Aim of the task
Restate word for word the lines of the material below, from the line with "of the curtain" to the line with "of the stool", both lines included, and no others.

##### Data records #####

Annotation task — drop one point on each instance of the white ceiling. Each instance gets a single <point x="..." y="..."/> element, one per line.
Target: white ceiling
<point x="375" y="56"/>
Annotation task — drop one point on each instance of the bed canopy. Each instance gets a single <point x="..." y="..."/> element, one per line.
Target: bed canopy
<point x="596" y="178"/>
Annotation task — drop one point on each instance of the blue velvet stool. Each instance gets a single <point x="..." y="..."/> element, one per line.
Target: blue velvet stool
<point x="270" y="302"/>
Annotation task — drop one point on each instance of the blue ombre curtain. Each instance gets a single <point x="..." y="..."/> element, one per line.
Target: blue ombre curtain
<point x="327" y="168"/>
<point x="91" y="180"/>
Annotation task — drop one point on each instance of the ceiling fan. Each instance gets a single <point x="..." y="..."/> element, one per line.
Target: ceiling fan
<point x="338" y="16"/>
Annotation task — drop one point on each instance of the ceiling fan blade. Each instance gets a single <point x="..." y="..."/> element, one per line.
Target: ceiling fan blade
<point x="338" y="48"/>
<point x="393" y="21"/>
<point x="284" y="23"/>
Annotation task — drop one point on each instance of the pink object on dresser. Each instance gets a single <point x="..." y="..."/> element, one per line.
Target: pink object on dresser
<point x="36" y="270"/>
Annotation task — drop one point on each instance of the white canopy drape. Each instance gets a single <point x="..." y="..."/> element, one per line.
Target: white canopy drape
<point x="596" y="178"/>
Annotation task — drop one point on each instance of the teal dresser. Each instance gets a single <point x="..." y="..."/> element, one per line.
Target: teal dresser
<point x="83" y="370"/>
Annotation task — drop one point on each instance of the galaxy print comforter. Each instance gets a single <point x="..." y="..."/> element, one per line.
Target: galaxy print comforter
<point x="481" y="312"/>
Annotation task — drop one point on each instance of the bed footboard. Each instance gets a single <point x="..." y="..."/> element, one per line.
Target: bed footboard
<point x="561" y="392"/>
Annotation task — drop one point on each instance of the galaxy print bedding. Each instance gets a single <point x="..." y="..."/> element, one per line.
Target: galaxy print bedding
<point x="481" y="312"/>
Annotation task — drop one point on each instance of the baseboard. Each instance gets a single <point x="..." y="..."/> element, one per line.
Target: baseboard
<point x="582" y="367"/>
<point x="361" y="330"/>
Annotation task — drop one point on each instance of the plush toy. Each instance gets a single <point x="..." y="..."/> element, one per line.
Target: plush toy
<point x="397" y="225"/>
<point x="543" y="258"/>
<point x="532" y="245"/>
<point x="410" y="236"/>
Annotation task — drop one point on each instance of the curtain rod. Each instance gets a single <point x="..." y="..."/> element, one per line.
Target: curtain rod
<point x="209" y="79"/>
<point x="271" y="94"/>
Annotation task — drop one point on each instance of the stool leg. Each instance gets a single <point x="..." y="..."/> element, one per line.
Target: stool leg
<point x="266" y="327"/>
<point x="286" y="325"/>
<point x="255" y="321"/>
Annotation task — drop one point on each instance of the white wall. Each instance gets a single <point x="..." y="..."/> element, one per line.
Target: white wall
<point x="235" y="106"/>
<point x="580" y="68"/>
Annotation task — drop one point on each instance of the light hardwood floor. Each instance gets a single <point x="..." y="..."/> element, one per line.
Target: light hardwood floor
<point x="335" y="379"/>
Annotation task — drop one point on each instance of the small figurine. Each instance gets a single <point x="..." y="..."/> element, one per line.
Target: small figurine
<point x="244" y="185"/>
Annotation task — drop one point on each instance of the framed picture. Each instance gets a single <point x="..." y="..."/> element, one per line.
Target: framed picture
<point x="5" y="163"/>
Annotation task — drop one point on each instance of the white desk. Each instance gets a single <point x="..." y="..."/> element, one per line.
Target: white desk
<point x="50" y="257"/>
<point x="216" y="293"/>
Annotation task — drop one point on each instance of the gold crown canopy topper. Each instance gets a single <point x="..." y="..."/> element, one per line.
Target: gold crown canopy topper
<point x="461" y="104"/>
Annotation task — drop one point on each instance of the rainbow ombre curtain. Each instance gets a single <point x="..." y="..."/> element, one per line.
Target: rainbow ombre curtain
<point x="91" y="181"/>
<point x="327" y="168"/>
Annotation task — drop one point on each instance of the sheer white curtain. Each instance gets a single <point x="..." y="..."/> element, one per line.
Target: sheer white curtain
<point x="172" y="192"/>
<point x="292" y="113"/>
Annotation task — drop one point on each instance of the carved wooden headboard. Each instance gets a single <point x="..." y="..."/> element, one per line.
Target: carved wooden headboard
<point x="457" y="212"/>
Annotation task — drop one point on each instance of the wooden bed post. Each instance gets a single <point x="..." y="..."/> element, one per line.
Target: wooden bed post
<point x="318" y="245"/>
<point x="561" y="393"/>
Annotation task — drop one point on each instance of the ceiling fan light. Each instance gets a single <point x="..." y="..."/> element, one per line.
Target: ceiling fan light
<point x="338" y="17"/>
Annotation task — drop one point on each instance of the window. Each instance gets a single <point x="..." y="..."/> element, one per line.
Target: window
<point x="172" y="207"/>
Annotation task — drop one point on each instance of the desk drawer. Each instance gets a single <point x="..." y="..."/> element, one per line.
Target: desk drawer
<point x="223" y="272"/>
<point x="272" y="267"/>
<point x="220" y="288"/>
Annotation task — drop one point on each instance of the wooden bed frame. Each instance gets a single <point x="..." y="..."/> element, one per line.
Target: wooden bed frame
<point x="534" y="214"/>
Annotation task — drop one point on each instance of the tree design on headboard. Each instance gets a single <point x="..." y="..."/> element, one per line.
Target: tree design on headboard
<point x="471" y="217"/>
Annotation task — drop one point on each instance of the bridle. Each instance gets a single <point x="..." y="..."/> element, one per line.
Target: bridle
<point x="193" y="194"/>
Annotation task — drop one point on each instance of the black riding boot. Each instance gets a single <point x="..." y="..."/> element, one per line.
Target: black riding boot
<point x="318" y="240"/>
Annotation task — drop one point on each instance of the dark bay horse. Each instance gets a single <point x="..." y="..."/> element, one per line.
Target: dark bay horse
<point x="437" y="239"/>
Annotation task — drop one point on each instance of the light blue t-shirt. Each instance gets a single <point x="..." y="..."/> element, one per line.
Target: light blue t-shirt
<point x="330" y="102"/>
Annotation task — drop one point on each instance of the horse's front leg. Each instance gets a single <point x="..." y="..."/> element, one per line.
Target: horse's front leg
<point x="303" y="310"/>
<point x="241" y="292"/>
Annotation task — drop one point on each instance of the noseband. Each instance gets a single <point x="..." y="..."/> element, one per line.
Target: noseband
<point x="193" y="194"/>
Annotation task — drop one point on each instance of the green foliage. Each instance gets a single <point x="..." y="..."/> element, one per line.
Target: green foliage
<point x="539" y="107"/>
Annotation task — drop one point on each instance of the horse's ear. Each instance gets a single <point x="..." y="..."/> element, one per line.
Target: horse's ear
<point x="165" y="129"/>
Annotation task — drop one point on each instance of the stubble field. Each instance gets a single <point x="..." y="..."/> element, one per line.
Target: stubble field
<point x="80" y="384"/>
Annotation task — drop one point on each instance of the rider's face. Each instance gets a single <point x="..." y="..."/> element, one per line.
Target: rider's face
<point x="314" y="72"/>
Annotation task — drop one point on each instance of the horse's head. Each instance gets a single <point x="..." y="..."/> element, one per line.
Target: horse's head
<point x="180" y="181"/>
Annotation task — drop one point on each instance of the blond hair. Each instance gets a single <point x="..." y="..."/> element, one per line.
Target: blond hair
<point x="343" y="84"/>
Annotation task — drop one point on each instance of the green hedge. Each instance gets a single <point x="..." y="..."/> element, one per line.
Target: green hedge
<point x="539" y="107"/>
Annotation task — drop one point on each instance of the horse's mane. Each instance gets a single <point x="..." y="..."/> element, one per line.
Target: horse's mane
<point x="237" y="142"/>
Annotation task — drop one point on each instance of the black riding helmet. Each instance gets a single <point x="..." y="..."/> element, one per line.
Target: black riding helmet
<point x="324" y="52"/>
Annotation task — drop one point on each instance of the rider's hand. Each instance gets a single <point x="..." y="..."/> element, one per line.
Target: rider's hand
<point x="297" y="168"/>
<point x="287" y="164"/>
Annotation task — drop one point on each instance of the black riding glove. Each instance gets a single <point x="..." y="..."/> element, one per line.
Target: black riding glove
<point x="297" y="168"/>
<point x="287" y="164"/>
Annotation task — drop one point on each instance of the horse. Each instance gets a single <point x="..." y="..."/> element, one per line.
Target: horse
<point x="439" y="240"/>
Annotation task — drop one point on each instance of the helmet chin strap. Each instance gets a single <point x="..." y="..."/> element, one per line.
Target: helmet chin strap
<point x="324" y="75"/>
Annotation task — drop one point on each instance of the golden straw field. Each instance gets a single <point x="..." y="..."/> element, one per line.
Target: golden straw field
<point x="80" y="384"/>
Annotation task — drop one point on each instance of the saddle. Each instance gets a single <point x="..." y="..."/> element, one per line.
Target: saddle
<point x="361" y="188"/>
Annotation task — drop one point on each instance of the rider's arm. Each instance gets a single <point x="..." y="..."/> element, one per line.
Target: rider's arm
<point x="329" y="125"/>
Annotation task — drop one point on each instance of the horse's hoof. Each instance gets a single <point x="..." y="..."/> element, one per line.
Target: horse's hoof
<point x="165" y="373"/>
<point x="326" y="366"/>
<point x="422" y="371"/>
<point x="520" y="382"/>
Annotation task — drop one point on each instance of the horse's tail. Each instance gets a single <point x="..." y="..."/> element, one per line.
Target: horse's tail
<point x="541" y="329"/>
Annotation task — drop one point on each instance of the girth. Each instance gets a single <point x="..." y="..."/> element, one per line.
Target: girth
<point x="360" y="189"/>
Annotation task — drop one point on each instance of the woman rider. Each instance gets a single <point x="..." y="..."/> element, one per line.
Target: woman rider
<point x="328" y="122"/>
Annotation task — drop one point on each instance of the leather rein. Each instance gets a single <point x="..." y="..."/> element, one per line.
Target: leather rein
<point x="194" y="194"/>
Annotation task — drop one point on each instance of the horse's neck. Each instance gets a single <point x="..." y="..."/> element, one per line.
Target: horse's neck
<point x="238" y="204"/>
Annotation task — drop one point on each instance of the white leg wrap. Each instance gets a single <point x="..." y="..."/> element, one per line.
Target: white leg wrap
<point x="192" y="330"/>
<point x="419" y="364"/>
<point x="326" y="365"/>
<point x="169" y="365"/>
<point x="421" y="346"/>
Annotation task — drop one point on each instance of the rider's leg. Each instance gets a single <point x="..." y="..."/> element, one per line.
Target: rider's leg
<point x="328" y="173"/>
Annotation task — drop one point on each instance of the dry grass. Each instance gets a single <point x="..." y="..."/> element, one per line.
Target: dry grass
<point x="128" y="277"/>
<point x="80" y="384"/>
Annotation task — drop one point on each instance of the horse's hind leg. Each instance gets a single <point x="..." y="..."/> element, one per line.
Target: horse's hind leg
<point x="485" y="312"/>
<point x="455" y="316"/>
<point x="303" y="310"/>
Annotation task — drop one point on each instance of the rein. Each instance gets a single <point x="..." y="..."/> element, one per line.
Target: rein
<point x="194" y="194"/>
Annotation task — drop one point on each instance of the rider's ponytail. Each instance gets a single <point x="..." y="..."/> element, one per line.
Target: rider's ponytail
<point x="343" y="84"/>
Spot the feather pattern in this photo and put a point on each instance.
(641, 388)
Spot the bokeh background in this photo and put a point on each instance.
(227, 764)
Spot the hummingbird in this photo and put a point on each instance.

#####

Exercise solution
Annotation task — drop one point on each instance of the curtain rod. Each instance gets a single <point x="..." y="..."/> element, one per line.
Target: curtain rod
<point x="209" y="79"/>
<point x="271" y="94"/>
Annotation task — drop one point on each instance of the stool leg. Each instance gets a single <point x="..." y="..."/> element, one per line.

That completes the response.